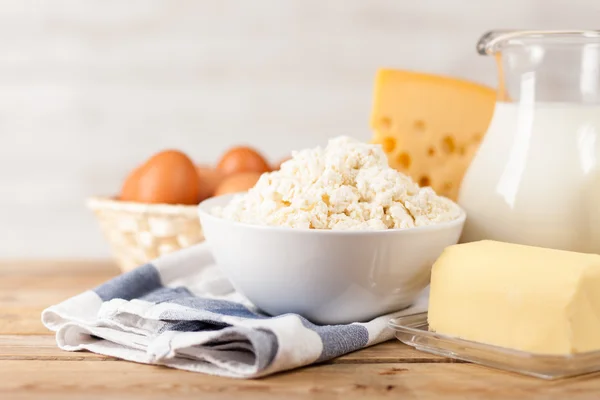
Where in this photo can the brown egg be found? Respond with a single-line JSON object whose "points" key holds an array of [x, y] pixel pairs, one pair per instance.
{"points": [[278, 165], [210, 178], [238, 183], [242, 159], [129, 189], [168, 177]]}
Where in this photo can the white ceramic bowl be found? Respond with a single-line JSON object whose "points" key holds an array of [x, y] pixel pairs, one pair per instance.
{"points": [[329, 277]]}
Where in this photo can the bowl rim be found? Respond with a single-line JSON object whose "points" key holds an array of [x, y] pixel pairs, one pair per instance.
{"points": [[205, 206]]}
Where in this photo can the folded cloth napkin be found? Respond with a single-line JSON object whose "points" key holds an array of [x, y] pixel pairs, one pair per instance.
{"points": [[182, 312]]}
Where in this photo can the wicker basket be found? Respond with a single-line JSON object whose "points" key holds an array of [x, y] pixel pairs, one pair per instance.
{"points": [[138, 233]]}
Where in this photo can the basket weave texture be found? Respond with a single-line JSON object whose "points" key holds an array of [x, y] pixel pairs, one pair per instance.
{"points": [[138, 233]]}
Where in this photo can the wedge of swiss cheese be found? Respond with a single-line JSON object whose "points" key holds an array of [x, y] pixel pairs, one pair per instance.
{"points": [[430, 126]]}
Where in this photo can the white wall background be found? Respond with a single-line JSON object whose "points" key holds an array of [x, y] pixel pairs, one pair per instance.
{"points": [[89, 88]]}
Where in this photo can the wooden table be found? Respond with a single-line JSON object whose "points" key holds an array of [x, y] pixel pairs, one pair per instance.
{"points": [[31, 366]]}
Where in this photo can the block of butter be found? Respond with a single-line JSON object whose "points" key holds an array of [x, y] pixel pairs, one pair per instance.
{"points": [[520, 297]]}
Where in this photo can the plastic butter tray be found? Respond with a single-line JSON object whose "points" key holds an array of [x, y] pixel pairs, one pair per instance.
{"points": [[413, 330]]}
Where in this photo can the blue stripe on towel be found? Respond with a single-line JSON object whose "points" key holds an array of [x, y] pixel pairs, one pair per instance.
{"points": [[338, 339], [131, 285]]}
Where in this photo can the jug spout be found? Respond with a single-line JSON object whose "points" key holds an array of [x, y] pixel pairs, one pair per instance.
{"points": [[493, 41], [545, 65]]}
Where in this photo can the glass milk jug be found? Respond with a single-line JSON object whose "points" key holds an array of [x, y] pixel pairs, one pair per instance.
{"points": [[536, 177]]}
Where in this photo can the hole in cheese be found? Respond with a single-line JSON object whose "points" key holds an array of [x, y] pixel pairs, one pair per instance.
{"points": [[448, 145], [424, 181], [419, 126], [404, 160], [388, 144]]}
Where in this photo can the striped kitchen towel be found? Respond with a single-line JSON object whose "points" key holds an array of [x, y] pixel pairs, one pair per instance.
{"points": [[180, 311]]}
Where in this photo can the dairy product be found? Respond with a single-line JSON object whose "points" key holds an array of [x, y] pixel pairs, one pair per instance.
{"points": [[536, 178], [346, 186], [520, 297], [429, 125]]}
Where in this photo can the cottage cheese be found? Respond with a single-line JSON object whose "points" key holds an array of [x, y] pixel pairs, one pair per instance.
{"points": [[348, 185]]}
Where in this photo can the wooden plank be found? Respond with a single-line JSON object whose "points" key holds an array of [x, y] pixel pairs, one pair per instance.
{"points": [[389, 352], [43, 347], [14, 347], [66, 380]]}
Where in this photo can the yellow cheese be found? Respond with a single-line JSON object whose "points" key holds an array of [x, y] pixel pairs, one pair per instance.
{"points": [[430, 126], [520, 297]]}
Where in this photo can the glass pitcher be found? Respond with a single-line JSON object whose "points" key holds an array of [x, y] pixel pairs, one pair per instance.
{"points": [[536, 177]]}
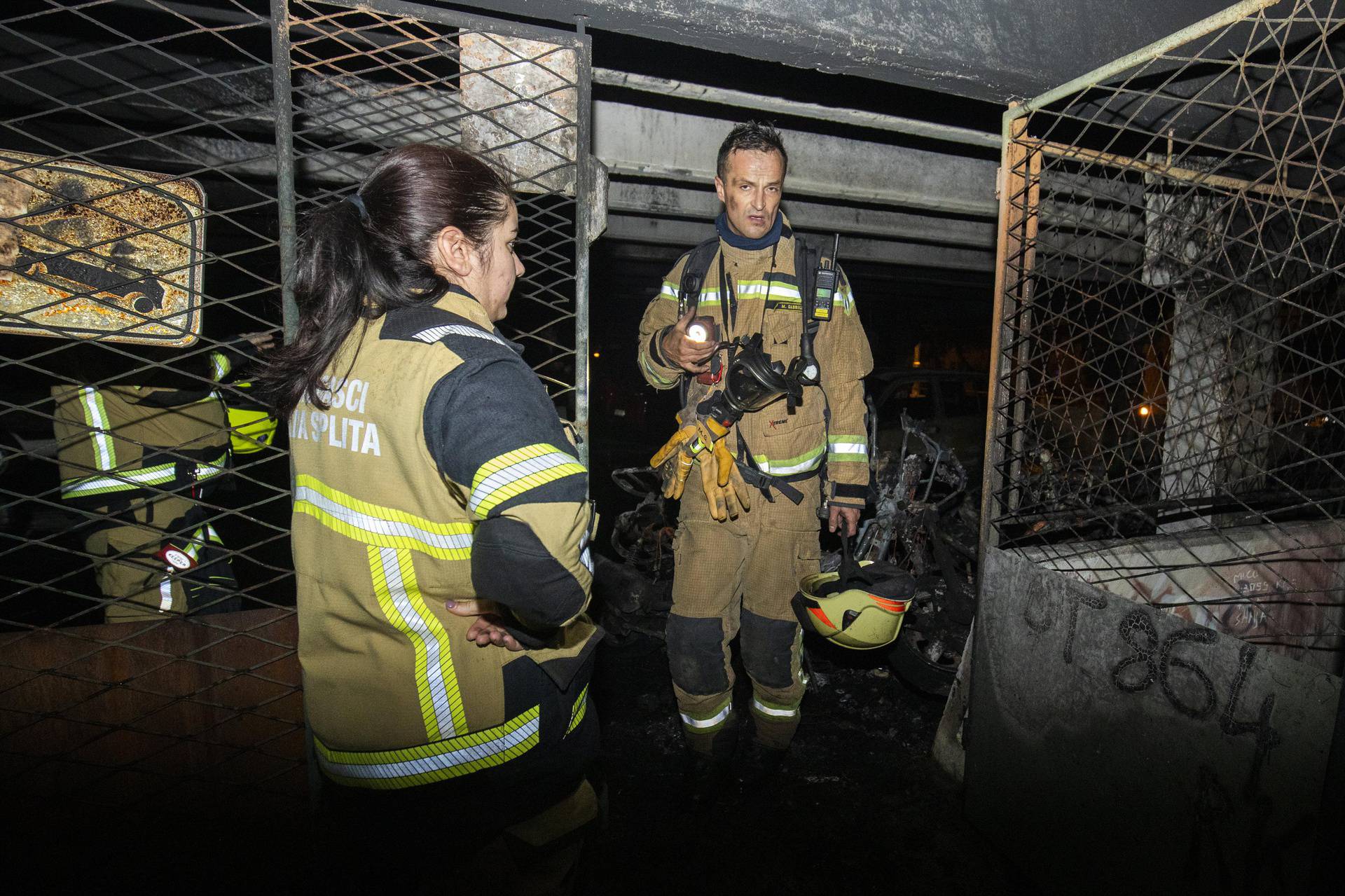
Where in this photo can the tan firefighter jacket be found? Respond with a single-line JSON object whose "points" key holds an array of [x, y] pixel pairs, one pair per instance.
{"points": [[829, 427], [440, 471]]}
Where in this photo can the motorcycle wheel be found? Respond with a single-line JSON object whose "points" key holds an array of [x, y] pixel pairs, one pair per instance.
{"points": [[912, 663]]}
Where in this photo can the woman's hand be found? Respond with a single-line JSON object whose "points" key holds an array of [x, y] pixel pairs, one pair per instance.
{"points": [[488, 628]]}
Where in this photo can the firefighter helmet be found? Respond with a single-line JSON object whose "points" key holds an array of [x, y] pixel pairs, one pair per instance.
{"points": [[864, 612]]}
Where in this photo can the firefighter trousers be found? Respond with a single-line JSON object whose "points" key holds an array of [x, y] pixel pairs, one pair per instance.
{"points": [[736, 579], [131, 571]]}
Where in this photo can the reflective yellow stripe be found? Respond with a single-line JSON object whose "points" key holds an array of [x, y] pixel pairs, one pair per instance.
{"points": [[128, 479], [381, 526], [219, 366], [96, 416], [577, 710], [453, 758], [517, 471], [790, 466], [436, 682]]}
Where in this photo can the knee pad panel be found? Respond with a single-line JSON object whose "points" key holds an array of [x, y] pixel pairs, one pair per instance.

...

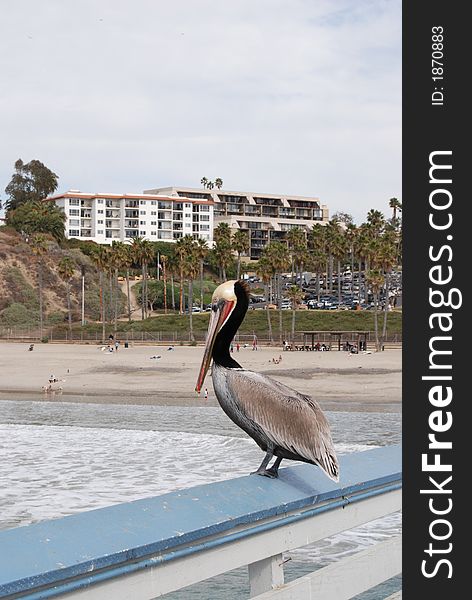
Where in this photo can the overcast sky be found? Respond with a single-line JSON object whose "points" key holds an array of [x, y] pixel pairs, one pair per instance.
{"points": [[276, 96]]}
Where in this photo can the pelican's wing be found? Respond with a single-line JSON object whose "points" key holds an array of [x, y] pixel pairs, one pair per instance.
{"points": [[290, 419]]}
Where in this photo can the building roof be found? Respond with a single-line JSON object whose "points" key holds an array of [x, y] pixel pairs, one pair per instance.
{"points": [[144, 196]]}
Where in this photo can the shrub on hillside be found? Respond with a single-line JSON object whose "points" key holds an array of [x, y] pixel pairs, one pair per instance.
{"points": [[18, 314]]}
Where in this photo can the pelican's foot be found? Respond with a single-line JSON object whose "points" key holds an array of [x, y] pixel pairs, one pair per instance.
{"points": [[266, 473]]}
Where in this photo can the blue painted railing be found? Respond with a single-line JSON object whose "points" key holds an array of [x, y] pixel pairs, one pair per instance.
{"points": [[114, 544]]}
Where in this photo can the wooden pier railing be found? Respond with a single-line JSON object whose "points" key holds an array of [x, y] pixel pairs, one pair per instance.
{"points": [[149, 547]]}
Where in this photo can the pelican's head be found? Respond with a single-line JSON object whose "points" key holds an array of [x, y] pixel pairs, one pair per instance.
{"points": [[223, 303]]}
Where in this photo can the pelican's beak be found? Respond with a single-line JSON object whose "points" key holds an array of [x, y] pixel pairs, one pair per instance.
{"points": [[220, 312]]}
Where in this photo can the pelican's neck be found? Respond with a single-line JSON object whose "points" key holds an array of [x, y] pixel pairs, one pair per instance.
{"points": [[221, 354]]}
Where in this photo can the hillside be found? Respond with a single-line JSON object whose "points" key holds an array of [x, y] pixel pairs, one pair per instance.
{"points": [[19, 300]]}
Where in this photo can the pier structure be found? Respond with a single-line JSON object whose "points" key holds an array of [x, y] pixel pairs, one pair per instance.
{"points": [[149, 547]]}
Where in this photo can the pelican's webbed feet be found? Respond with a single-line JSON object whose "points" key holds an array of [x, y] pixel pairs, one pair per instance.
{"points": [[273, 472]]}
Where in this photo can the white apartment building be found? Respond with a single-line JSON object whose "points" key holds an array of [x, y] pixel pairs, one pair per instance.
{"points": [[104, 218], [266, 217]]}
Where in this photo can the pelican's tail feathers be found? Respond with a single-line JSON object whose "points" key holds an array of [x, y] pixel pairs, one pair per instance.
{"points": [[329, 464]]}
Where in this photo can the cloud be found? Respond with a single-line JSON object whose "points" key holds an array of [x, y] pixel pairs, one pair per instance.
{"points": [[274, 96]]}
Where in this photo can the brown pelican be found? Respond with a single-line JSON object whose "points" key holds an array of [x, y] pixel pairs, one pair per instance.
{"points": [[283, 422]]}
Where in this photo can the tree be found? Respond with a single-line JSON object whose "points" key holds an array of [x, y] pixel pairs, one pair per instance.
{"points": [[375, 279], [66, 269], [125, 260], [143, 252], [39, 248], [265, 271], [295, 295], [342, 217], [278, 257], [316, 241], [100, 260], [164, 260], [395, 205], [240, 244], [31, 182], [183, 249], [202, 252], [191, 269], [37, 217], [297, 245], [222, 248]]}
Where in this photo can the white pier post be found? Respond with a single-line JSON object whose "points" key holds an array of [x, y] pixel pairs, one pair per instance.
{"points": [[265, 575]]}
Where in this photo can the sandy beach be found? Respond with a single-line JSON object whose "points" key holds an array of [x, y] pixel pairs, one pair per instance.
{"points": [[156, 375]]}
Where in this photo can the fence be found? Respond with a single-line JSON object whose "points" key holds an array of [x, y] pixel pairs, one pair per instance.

▶ _TASK BRIEF_: Scan the records above for the lines holding "Where in this photo can the sandy" and "Where in this photo can the fence". Transcribe those two and every line between them word for word, and no others.

▶ _OUTPUT FOR THIS TASK_:
Where in this photo can the sandy beach be found? Respond with a single-line JSON object whose "points" key holds an array of [x, y] pixel pairs, one pair per instance.
{"points": [[156, 375]]}
Where in this photo can the fence be found? Respond with a single-line JSON object whose "points" key holds an array of [x, y] pixel pairs, one pair per instance.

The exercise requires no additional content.